## [Source text]

* * * * * * *

Re Way To Go Refrigerated Couriers Pty Ltd (In Liquidation)

Case

[2023] WASC 38


JURISDICTION     :   SUPREME COURT OF WESTERN AUSTRALIA

IN CHAMBERS

CITATION:   RE WAY TO GO REFRIGERATED COURIERS PTY LTD (IN LIQUIDATION); EX PARTE KELLY DALE MEYN AND DERMOTT JOSEPH MCVEIGH as joint and several liquidators OF WAY TO GO REFRIGERATED COURIERS PTY LTD (IN LIQUIDATION)  [2023] WASC 38

CORAM:   HILL J

HEARD:   3 FEBRUARY 2023

DELIVERED          :   3 FEBRUARY 2023

PUBLISHED           :   16 FEBRUARY 2023

FILE NO/S:   COR 14 of 2023

MATTER:   IN THE MATTER OF WAY TO GO REFRIGERATED COURIERS PTY LTD (IN LIQUIDATION)

EX PARTE

KELLY DALE MEYN AS JOINT AND SEVERAL LIQUIDATOR OF WAY TO GO REFRIGERATED COURIERS PTY LTD (ACN 136 843 171) (IN LIQUIDATION)

DERMOTT JOSEPH MCVEIGH AS JOINT AND SEVERAL LIQUIDATOR OF WAY TO GO REFRIGERATED COURIERS PTY LTD (ACN 136 843 171) (IN LIQUIDATION)

First Plaintiffs

WAY TO GO REFRIGERATED COURIERS PTY LTD (ACN 136 843 171) (IN LIQUIDATION)

Second Plaintiff


Catchwords:

Corporations - Application for relief under s 89 of Trustees Act 1962 (WA) - Where plaintiff as liquidator of company seeks orders to enable sale of company's assets - Where company was trustee of trust - Company removed as trustee upon liquidation by terms of trust deed - Application allowed

Legislation:

Corporations Act 2001 (Cth), s 90-15 (Sch 2)
Trustees Act 1962 (WA), s 89

Result:

Application allowed

Category:    B

Representation:

Counsel:

First Plaintiffs : L Bone
Second Plaintiff : L Bone

Solicitors:

First Plaintiffs : HWL Ebsworth
Second Plaintiff : HWL Ebsworth

Case(s) referred to in decision(s):

Caterpillar Financial Australia Ltd v Ovens Nominees Pty Ltd [2011] FCA 677

Jones v Matrix Partners Pty Ltd; Re Killarnee Civil & Concrete Contractors Pty Ltd (in liq) [2018] FCAFC 40; (2018) 260 FCR 310

Rathner (liquidator), Re Garrows Close Pty Ltd (in liq) [2021] FCA 505

Re Anderson (Liquidator) v Aravanis (Trustee) [2021] FCA 1185

HILL J:

(This judgment was delivered extemporaneously and has been edited from the transcript.)

  1. The first plaintiffs are the liquidators of Way to Go Refrigerated Couriers Pty Ltd (Company), having been appointed on 16 December 2022.

  2. The Company is the trustee (Trustee) of the Way to Go Refrigerated Couriers Unit Trust (Trust).

* * * * * * *

## [Given data]
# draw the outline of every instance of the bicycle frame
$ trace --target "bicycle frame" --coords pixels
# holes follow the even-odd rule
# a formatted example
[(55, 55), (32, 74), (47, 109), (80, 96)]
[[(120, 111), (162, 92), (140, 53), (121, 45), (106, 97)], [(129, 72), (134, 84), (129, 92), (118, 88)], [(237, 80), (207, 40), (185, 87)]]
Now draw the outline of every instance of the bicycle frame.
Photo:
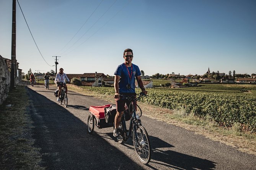
[[(124, 113), (122, 116), (121, 122), (123, 125), (123, 127), (122, 127), (122, 131), (123, 132), (121, 132), (122, 137), (123, 138), (124, 141), (126, 141), (128, 138), (130, 136), (132, 133), (132, 130), (133, 129), (134, 131), (135, 132), (136, 140), (137, 142), (138, 142), (138, 136), (137, 130), (136, 130), (137, 129), (137, 126), (141, 125), (141, 122), (140, 121), (140, 119), (139, 117), (137, 117), (136, 116), (136, 110), (135, 109), (134, 102), (134, 101), (135, 101), (135, 100), (136, 100), (136, 99), (132, 99), (131, 101), (132, 102), (130, 104), (132, 104), (132, 117), (130, 121), (130, 126), (129, 127), (129, 130), (127, 130), (127, 129), (126, 123), (125, 120), (125, 117), (124, 117)], [(130, 114), (130, 113), (129, 113), (129, 114)]]

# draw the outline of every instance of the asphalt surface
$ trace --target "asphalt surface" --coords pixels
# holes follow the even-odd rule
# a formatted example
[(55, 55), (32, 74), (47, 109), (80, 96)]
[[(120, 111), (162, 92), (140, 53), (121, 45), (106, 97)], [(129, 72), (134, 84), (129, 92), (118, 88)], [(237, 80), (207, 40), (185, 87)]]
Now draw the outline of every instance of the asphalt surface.
[(152, 149), (150, 162), (144, 165), (131, 138), (119, 144), (111, 127), (87, 132), (90, 106), (111, 103), (69, 91), (65, 107), (54, 96), (55, 86), (28, 87), (35, 146), (41, 149), (47, 169), (256, 170), (256, 156), (142, 115)]

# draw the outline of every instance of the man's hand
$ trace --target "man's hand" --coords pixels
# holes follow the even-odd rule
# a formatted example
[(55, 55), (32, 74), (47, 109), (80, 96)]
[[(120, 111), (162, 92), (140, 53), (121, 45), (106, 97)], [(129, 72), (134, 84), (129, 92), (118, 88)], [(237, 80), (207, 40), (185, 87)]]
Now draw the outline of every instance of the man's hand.
[(145, 95), (147, 95), (147, 94), (148, 94), (148, 91), (146, 91), (145, 88), (142, 88), (142, 89), (141, 89), (141, 90), (142, 92)]
[(114, 96), (114, 98), (115, 99), (118, 99), (120, 98), (119, 94), (118, 93), (116, 93)]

* * * * * * *

## [To be done]
a - In the Way to Go Refrigerated Couriers judgment, on what date were the first plaintiffs appointed as the Company's liquidators?
b - Continue the Way to Go Refrigerated Couriers judgment from its last numbered paragraph.

## [Answer set]
a - 16 December 2022.

b -
  3. On 20 January 2023, the plaintiffs filed an originating process in this court seeking orders under s 90-15 of the Insolvency Practice Schedule (Corporations) of the Corporations Act 2001 (Cth) (Act) (Insolvency Practice Schedule) as well as orders under s 89 of the Trustees Act 1962 (WA) (Trustee Act) for the purpose of facilitating their dealing with, and distribution of, assets of the Company, including to enable the winding up of the Company and the Trust to be completed.

Evidence

  1. In support of the application, the plaintiffs relied on two affidavits of Kelly Meyn filed 19 January 2023 (one open;[1] one confidential[2]) as well as an affidavit of Ewelina King filed 2 February 2023.[3]

    [1]Affidavit of Kelly Dale Meyn filed 20 January 2023.

    [2]Confidential Affidavit of Kelly Dale Meyn filed 20 January 2023.

    [3]Affidavit of Ewelina Sylwia King filed 2 February 2023.

  2. The Company was incorporated on 29 April 2009.  An Australian Securities and Investments Commission (ASIC) search, which is annexed to the affidavit, discloses that the sole director and company secretary of the Company is Geranco Stefanov.[4]

    [4]Affidavit of Kelly Dale Meyn filed 20 January 2023, 'KDM-1'.

  3. On 16 December 2022, Mr Stefanov resolved to wind up the Company and to appoint the first plaintiffs as joint and several liquidators of the Company.[5]  The resolution records that at this time, the director had concerns about the solvency of the Company.[6]

    [5]Affidavit of Kelly Dale Meyn filed 20 January 2023 [7].

    [6]Affidavit of Kelly Dale Meyn filed 20 January 2023, 'KDM-4'.

  4. Based on the enquiries undertaken by the first plaintiffs to date, the liquidators believe the Company is the Trustee of the Trust, that the Company only traded in its capacity as Trustee of the Trust and did not conduct any business on its own account or as trustee of any other trust.[7]

    [7]Affidavit of Kelly Dale Meyn filed 20 January 2023 [9(a)], [9(c)].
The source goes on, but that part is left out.